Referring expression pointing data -

┌──

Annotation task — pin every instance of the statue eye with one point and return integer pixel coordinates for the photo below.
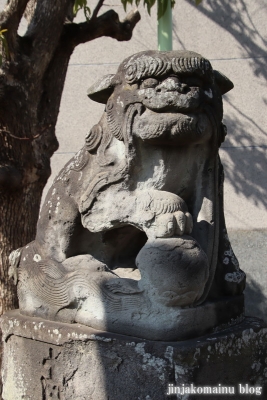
(149, 83)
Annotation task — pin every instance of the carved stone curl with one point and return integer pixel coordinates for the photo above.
(131, 237)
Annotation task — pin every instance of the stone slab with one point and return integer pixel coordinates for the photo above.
(44, 359)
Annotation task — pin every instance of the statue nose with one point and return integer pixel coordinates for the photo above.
(172, 87)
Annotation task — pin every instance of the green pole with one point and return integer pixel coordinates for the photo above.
(165, 27)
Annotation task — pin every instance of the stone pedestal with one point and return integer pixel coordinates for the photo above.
(51, 360)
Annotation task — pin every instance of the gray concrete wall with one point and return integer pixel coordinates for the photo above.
(233, 35)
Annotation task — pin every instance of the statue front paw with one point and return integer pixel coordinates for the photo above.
(170, 224)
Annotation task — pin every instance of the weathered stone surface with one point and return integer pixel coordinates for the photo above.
(132, 233)
(45, 359)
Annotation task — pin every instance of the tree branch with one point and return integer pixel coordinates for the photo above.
(96, 10)
(108, 24)
(44, 32)
(10, 19)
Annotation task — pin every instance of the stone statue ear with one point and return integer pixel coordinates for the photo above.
(224, 84)
(102, 89)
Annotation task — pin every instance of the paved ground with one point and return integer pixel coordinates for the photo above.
(233, 35)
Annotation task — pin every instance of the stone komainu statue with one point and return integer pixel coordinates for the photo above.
(131, 237)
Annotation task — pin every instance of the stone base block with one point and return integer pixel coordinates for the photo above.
(51, 360)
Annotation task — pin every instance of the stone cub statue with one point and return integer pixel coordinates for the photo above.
(131, 237)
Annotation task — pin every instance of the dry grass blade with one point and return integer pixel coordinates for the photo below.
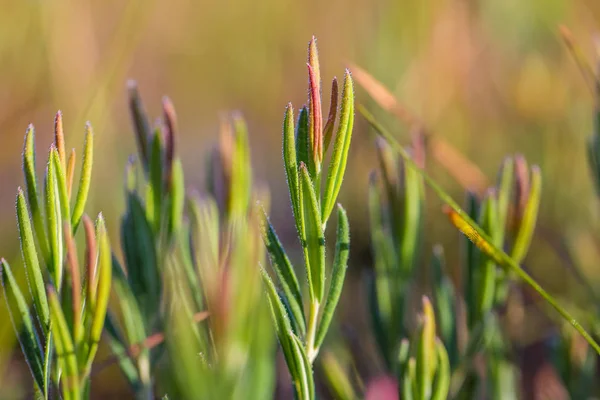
(467, 174)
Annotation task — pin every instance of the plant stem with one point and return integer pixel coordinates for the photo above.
(476, 234)
(311, 351)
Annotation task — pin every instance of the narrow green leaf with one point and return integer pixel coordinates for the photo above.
(241, 171)
(65, 350)
(282, 326)
(412, 221)
(470, 229)
(61, 184)
(303, 139)
(442, 382)
(204, 232)
(154, 195)
(285, 273)
(143, 132)
(426, 352)
(341, 146)
(70, 173)
(177, 198)
(170, 126)
(340, 265)
(23, 325)
(139, 249)
(313, 238)
(74, 279)
(529, 217)
(409, 381)
(329, 125)
(31, 262)
(289, 158)
(505, 188)
(384, 259)
(445, 303)
(32, 191)
(305, 377)
(485, 273)
(54, 222)
(59, 140)
(85, 178)
(103, 293)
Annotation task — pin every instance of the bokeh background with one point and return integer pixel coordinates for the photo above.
(492, 77)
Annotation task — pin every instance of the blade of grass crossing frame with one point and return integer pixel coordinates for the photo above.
(529, 217)
(470, 229)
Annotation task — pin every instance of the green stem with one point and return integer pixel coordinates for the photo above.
(313, 317)
(499, 256)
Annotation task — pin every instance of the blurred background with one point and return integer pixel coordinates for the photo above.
(492, 77)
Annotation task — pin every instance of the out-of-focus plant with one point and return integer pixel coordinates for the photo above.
(423, 364)
(396, 203)
(301, 330)
(506, 218)
(187, 258)
(60, 337)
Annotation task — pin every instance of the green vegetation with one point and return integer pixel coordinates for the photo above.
(187, 304)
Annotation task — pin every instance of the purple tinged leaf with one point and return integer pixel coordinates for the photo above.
(328, 129)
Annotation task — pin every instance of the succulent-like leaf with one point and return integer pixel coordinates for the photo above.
(140, 254)
(285, 273)
(32, 191)
(31, 263)
(23, 325)
(85, 178)
(340, 264)
(154, 196)
(485, 272)
(505, 188)
(282, 327)
(442, 382)
(65, 350)
(408, 384)
(241, 174)
(412, 221)
(74, 278)
(313, 237)
(143, 132)
(70, 173)
(304, 374)
(303, 140)
(426, 353)
(445, 303)
(59, 140)
(61, 185)
(177, 198)
(289, 158)
(329, 125)
(341, 146)
(103, 293)
(54, 222)
(170, 121)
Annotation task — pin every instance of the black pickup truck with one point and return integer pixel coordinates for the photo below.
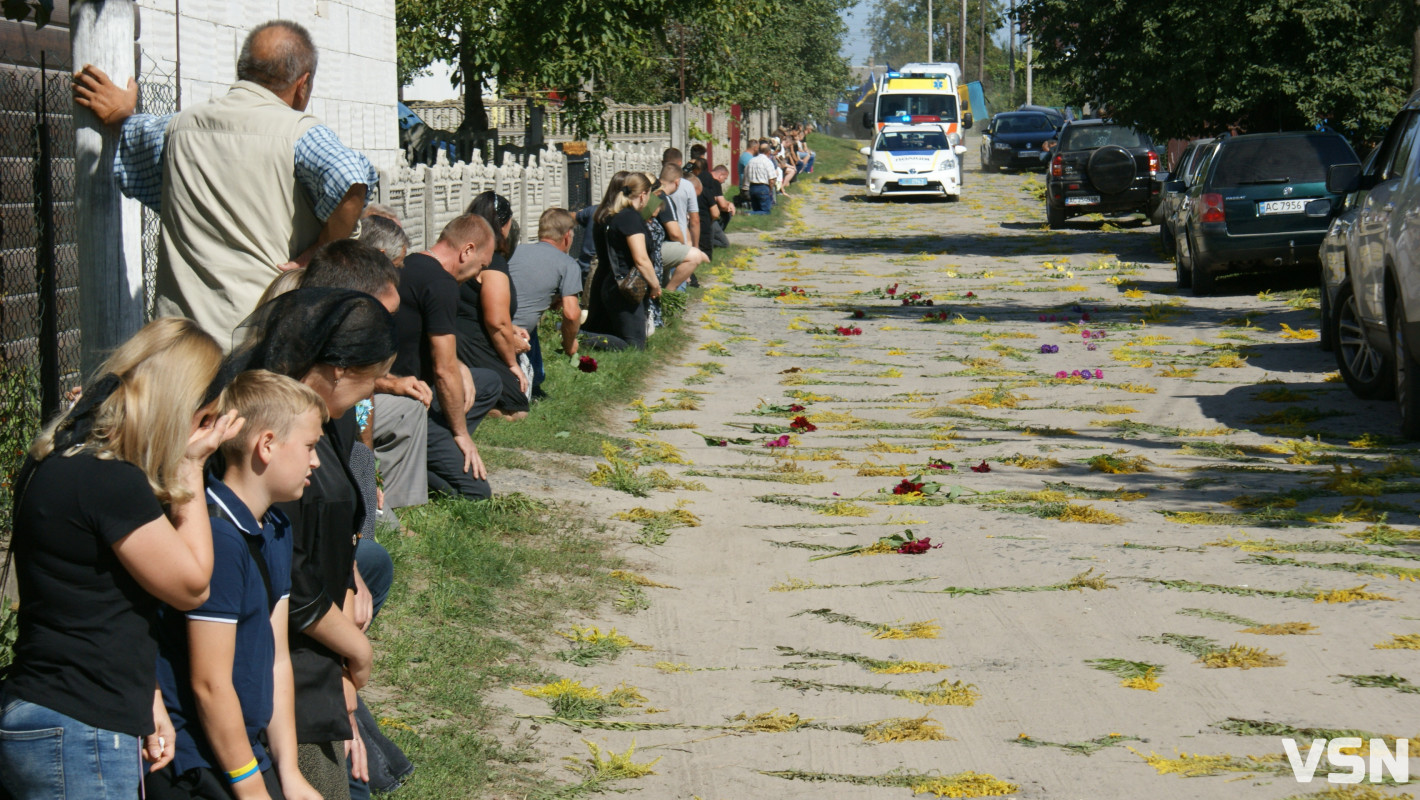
(1101, 166)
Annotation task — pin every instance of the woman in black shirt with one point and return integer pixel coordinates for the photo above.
(95, 553)
(487, 337)
(616, 321)
(338, 343)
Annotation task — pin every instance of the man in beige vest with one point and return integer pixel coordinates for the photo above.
(246, 186)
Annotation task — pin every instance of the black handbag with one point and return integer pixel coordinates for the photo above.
(629, 280)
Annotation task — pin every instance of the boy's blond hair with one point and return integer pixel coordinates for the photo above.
(267, 402)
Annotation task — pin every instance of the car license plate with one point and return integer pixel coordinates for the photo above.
(1282, 206)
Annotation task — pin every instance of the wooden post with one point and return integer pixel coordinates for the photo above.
(963, 54)
(111, 282)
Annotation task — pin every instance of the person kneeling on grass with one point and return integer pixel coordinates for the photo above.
(225, 668)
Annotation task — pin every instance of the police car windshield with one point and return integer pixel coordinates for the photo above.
(899, 141)
(940, 105)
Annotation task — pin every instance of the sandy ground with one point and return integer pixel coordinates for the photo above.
(1184, 375)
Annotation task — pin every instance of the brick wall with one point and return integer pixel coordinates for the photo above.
(355, 84)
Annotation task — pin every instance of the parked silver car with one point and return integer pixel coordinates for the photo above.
(1371, 255)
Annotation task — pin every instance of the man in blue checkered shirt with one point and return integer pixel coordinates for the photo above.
(246, 185)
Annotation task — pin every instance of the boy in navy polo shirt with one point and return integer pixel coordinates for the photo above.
(225, 668)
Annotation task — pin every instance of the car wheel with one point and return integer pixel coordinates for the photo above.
(1407, 375)
(1182, 273)
(1203, 280)
(1054, 218)
(1366, 370)
(1166, 242)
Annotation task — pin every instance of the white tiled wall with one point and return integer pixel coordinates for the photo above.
(355, 85)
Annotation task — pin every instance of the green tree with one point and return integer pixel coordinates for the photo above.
(1187, 68)
(528, 44)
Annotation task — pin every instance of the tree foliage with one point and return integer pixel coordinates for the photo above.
(1187, 68)
(756, 53)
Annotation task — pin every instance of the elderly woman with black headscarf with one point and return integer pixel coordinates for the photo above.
(338, 343)
(487, 337)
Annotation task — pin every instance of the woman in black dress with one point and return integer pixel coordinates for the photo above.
(110, 520)
(338, 343)
(487, 337)
(618, 321)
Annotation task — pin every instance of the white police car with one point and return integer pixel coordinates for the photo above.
(915, 159)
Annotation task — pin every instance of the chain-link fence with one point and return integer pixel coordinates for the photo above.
(156, 94)
(39, 266)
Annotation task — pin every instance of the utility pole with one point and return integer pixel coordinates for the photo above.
(1030, 51)
(111, 282)
(981, 50)
(929, 31)
(963, 39)
(1011, 60)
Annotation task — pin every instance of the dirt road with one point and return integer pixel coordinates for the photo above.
(1118, 566)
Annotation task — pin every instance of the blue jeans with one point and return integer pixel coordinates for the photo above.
(48, 756)
(375, 569)
(761, 198)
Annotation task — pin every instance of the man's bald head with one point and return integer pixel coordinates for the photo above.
(276, 56)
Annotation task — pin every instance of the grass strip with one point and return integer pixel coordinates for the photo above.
(942, 694)
(449, 631)
(1081, 748)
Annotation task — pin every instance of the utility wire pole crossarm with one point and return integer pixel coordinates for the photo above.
(111, 282)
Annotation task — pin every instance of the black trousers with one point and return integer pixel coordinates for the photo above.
(445, 459)
(200, 785)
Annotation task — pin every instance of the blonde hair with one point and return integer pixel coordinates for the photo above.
(164, 375)
(635, 185)
(288, 280)
(267, 402)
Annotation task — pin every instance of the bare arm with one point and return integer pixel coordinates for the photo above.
(449, 381)
(497, 316)
(212, 650)
(571, 323)
(636, 243)
(340, 225)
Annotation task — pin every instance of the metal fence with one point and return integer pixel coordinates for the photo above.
(39, 266)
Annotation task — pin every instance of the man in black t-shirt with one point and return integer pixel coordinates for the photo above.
(426, 330)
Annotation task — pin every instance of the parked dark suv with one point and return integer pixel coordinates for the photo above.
(1261, 202)
(1018, 139)
(1101, 166)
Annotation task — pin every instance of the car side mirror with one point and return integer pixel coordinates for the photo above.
(1344, 178)
(1318, 208)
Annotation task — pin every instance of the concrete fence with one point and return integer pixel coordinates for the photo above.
(426, 198)
(625, 124)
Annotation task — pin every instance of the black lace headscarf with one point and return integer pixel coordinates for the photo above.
(301, 328)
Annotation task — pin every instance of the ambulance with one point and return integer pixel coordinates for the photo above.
(923, 94)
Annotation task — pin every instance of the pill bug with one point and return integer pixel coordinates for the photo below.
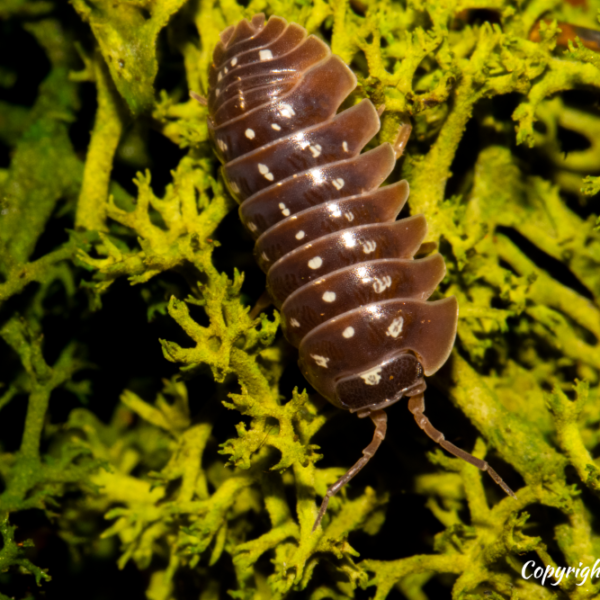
(339, 266)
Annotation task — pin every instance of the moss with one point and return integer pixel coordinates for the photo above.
(209, 475)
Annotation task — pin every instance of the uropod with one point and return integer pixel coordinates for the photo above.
(339, 266)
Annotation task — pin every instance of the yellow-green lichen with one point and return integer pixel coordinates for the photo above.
(208, 479)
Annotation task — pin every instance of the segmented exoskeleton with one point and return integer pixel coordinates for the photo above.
(339, 266)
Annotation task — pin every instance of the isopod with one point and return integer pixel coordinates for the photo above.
(339, 266)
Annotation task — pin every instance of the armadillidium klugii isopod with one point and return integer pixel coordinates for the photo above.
(339, 266)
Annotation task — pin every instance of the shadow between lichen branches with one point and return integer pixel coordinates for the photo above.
(524, 370)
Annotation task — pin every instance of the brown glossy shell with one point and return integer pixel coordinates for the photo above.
(338, 263)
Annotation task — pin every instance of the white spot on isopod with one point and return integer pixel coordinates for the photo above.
(395, 328)
(320, 360)
(315, 150)
(286, 110)
(334, 210)
(369, 247)
(315, 263)
(264, 171)
(372, 376)
(382, 284)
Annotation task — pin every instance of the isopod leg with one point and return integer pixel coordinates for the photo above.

└──

Problem statement -
Lines from the one containing "Annotation task — pin every instance of the yellow-green" through the end of the data above must be written out exactly, and no other lines are needed.

Result of this exercise -
Annotation task — pin every instance of the yellow-green lichen with one point and return integer pixel coordinates for the photo above.
(208, 479)
Annotation task — pin every instance of the segmented exoskeleton with one point and return integer pixel coordinates for the photo above.
(339, 266)
Annotation task — pin every instance of the isopod with one point and return integer pixel coordinates for the photo above.
(339, 266)
Annotation task — pin every instance of the armadillidium klugii isopod with one point and return integer pixel coordinates for the photo above.
(339, 266)
Annotation task — pin every instance of the shadow between lichen branches with one point and return integer pixel coordinates for the photo above.
(524, 370)
Annotation task — pin every instance of the brown glossy shell with one point and return integer pixel coordinates for the photo above.
(338, 263)
Annotation task — pin every instance of the white spot on isopod with one point and return integer pixel coordinates for the photo above.
(395, 328)
(320, 360)
(315, 150)
(286, 110)
(334, 210)
(369, 247)
(315, 263)
(264, 171)
(372, 376)
(382, 284)
Annotation task — pin every instance of the isopod leg with one point and return integer pixel coordinates for the photo above.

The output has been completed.